--- start of DATASET EXTRACT ---
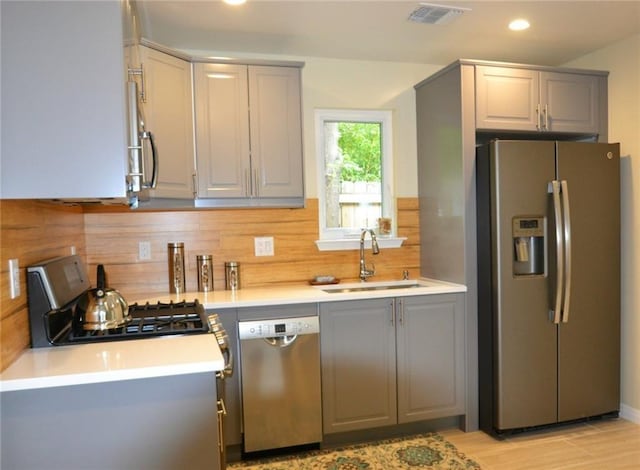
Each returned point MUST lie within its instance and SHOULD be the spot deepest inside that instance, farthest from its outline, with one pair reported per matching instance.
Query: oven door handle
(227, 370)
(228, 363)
--- end of DATASET EXTRACT ---
--- start of DATASET EXTRACT ---
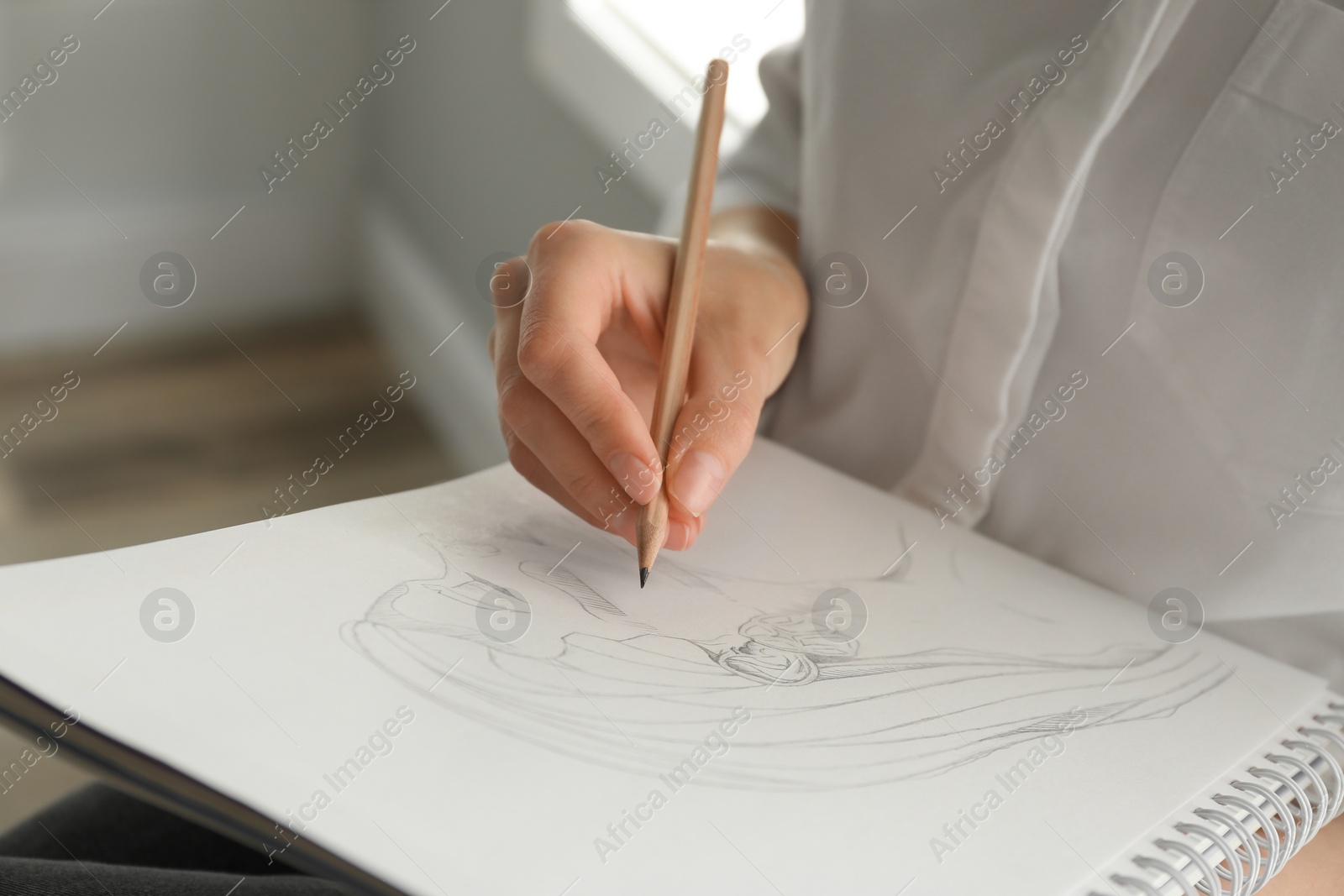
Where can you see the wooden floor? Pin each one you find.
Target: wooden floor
--- end of DATASET EXTRACT ---
TASK INSTRUCTIONS:
Extract each line of the material above that contains the string "wooden", treating uppercase and lowercase letters as distinct.

RESULT FOR THIS TASK:
Where can you see the wooden floor? Pin each one you find.
Target: wooden floor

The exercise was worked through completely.